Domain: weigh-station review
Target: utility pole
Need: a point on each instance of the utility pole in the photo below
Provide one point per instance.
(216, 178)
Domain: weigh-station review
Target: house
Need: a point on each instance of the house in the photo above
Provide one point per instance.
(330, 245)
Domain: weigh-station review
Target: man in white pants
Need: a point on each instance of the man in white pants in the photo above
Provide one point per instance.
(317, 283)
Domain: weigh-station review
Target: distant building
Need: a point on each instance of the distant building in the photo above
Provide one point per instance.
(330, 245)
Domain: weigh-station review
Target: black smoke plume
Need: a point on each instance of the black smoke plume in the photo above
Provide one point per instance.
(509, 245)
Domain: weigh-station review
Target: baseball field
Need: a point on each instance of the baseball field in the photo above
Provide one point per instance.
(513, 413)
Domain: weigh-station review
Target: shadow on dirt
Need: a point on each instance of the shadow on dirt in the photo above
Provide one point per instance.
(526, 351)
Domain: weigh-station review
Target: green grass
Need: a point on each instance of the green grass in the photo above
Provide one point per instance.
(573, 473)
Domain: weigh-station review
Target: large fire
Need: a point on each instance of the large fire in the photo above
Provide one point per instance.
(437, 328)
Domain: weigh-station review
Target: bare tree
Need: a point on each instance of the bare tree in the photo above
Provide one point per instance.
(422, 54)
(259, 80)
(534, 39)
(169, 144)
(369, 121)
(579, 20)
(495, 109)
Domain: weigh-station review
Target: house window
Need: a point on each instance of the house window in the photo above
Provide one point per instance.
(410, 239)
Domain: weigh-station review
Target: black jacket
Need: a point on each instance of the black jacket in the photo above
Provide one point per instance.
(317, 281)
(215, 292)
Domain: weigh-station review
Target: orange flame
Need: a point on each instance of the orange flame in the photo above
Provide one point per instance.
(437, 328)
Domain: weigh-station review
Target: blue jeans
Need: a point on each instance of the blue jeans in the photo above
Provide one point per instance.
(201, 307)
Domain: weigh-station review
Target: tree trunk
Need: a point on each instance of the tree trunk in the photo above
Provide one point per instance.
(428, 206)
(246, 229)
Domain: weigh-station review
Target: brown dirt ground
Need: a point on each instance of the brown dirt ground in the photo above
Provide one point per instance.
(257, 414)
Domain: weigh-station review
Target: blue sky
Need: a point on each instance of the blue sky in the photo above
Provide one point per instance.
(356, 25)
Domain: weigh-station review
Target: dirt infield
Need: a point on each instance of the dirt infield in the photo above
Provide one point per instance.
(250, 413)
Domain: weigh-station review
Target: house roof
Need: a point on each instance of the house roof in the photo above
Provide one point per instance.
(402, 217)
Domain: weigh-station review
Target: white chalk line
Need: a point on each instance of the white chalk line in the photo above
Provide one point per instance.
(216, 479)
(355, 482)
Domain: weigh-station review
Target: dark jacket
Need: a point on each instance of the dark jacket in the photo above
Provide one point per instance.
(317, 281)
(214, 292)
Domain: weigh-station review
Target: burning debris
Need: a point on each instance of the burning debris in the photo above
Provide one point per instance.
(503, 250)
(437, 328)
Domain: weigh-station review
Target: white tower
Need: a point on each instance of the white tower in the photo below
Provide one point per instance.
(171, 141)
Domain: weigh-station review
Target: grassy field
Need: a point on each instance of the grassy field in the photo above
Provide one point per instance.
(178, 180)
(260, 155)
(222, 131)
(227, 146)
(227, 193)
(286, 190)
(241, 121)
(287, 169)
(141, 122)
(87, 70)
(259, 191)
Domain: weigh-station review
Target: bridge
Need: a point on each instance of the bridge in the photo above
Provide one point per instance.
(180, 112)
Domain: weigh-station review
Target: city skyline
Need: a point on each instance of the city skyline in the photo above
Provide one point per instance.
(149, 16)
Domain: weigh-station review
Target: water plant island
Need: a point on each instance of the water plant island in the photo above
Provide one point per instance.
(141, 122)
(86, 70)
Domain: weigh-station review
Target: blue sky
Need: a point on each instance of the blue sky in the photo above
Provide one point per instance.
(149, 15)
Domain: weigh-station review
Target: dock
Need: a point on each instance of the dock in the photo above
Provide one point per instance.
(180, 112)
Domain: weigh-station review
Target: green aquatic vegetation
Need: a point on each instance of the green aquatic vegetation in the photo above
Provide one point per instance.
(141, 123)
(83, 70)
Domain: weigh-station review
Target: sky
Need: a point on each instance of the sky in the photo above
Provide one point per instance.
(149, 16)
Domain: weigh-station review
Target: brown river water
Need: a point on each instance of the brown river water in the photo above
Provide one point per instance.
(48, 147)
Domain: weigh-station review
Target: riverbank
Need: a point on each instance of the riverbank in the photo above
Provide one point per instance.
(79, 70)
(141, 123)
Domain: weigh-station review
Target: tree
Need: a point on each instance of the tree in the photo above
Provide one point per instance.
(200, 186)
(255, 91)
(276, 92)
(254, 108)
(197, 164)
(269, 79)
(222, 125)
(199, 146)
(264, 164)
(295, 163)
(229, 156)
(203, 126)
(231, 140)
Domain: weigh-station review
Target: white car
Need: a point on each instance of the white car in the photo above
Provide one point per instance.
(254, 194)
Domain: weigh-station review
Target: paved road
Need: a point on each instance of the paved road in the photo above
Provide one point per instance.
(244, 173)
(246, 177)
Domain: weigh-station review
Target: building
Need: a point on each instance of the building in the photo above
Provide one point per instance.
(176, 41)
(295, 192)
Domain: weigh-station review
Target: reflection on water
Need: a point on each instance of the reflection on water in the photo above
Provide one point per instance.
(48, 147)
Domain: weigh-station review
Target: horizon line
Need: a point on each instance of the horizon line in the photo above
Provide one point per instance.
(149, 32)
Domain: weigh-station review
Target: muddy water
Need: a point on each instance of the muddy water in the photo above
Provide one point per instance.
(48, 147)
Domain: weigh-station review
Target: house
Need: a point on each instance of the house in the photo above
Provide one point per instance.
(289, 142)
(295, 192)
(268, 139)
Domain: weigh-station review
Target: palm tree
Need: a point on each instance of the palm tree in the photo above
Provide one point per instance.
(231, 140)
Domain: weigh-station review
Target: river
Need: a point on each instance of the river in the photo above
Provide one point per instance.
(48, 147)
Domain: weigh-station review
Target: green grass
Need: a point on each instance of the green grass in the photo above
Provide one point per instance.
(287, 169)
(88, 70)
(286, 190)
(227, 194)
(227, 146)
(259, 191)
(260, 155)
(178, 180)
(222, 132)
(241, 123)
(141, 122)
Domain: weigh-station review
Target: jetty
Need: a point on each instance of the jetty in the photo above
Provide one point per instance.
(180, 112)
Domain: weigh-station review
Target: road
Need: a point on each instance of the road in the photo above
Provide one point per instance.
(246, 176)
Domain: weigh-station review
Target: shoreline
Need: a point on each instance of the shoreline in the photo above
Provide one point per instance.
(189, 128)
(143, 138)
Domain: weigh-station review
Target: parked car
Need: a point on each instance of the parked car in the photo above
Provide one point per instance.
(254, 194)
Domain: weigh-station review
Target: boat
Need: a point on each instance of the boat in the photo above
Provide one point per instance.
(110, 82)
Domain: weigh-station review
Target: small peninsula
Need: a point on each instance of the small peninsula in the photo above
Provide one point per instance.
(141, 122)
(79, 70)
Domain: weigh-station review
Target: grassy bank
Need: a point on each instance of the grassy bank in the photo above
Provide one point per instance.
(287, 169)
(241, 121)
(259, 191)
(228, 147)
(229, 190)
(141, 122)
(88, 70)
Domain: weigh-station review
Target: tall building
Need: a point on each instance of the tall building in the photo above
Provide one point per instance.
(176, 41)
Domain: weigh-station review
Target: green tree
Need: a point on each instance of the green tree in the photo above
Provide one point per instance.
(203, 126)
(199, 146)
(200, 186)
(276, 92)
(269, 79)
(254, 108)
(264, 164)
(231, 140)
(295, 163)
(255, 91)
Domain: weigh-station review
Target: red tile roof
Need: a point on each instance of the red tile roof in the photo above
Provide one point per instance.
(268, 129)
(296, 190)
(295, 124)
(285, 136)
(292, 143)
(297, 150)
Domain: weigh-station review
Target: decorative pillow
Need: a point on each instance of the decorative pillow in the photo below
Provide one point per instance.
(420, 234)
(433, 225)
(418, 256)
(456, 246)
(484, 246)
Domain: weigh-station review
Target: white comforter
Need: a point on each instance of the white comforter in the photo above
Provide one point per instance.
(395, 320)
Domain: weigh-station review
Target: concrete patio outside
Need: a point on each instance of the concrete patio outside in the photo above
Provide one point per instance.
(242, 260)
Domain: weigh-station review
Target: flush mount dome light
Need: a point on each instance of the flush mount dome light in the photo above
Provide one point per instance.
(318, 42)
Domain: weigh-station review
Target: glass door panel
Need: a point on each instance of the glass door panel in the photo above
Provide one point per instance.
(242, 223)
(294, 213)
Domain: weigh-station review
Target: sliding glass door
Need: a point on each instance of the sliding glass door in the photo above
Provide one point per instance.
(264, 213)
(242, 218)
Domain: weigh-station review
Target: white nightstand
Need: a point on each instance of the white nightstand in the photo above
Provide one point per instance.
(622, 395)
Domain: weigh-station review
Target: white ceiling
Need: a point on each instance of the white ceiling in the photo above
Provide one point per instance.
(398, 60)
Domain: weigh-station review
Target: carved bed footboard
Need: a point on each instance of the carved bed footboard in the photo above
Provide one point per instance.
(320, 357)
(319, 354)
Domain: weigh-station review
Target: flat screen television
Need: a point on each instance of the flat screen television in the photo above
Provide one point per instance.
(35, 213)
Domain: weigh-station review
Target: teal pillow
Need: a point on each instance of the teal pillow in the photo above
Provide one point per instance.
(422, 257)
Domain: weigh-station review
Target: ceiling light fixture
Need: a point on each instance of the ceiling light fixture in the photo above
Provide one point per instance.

> _YOUR GOAL_: Select each line in the records above that contains the string "patio" and reproduce those lines unchanged.

> _THE ANSWER_:
Target: concrete patio outside
Need: a point on each instance of the concrete patio outside in the photo above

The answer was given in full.